→ WRITTEN EXERCISE 1
In the patch review on early pruning for GRAPH_TABLE path generation, which check is reported as folded in alongside the structural fix?
→ WRITTEN EXERCISE 2
Continue the patch review on early pruning for GRAPH_TABLE path generation from the point where it stops.

━━ EXTRACT TO READ ━━

Thread

  1. Re: [SQL/PGQ] Early pruning for GRAPH_TABLE path generation

    Henson Choi <assam258@gmail.com> — 2026-05-12T10:28:02Z

    Hi Junwang,
    
    Thanks for the v1 patch -- I walked through it carefully. The
    direction holds up well; the notes below are non-blocking, with one
    concrete request and a handful of nits.
    
    ## On the approach
    
    "Enumerate and prune early" is the right shape for a first cut:
    the DFS keeps its existing structure, and we just stop extending a
    prefix as soon as the newly appended element makes adjacency
    impossible. Label/kind filtering already keeps slot sizes small in
    typical cases, so a structural fix at the DFS boundary captures the
    remaining blow-up without reshuffling the candidate set itself.
    
    Glad to see CHECK_FOR_INTERRUPTS folded in alongside the structural
    fix -- that pairing alone should be enough; a hard limit only needs
    to come back if a residual case demands it.
    
    ## On correctness
    
    The DFS is a nested loop: outer picks a vertex for the vertex slot,
    inner picks an edge for the adjacent edge slot. The new helper just
    compares vertex.elemoid against edge.srcvertexid/destvertexid -- both
    catalog-derived, fixed before the DFS starts. The pre-patch code
    evaluates the same equality at the end of the full N x M x ...

━━━
━━ GIVEN INFORMATION ━━

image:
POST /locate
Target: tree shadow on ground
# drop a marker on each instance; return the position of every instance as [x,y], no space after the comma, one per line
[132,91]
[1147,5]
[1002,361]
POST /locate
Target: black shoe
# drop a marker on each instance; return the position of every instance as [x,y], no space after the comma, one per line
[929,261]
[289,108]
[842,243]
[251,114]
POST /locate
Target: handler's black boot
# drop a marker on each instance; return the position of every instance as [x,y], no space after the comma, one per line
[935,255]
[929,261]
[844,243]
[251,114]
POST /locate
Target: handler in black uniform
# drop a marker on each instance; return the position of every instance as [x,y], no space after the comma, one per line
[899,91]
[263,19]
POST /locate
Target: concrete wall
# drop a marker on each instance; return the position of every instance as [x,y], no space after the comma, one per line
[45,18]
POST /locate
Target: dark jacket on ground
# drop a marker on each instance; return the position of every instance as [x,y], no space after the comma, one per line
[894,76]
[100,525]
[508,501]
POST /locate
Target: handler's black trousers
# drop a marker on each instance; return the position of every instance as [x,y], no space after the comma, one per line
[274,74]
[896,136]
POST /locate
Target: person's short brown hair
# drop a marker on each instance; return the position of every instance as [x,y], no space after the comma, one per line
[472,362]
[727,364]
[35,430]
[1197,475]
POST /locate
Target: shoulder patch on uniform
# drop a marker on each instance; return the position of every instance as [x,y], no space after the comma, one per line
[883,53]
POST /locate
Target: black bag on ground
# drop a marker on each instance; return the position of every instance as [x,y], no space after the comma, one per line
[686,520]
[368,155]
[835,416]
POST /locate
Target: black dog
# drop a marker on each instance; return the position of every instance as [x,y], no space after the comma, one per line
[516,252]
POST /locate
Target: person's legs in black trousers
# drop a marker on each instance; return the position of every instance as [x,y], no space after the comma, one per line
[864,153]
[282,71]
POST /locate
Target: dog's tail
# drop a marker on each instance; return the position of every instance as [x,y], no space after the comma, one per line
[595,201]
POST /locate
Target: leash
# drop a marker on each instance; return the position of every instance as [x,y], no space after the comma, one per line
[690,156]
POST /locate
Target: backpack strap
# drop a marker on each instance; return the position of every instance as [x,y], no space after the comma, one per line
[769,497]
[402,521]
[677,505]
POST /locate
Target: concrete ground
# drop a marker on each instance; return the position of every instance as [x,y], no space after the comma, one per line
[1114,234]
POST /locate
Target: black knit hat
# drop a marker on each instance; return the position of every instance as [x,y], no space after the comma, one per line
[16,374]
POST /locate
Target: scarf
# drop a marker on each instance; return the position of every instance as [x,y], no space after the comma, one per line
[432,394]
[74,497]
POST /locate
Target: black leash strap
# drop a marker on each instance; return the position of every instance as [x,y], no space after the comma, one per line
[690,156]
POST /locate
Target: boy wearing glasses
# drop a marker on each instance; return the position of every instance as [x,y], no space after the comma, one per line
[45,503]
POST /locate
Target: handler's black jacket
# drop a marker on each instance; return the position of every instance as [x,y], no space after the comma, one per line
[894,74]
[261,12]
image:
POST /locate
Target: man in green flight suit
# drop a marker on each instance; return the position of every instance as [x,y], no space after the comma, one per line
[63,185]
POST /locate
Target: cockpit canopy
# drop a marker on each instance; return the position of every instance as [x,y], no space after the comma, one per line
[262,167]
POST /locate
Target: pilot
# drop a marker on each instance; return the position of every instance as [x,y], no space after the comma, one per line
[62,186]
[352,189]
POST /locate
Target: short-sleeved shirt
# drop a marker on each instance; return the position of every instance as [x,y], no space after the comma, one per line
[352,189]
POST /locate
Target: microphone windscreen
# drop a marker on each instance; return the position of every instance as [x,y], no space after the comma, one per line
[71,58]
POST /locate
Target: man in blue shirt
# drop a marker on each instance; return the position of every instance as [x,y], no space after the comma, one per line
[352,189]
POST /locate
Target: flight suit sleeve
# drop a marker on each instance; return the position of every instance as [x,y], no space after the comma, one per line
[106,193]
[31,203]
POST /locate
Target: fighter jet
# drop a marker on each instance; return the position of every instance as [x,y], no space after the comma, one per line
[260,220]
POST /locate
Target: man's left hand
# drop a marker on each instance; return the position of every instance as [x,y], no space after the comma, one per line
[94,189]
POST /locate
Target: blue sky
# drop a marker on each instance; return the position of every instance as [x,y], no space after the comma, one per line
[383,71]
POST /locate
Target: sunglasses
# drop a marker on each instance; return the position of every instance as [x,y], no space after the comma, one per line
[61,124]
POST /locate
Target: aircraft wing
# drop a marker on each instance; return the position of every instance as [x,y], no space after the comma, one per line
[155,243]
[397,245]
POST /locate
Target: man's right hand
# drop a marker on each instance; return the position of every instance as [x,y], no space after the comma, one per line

━━━

→ ANSWER 1
CHECK_FOR_INTERRUPTS was folded in alongside the structural fix.

→ ANSWER 2
    expansion (via edge_qual == NULL in generate_query_for_graph_path);
    the patch hoists it into the inner loop body. Same equality, same
    surviving set. Direction handling is preserved the same way --
    reverse_ok starts true only for EDGE_PATTERN_ANY, so the undirected
    case keeps its src<->dest cross comparison.
    
    The patch is also stack-neutral: both pre-existing recursive
    functions already carry check_stack_depth() at entry
    (generate_queries_for_path_pattern_recurse,
    generate_setop_from_pathqueries), and the new helpers are
    non-recursive.
    
    ## One request: regression test
    
    Three cases would together cover the new code paths well:
    
    1. A long chain pattern that survives pruning but used to enumerate
       the full N^K product (the g5 chain from your benchmark is a
       natural fit). Not currently covered in
       src/test/regress/sql/graph_table.sql -- worth adding.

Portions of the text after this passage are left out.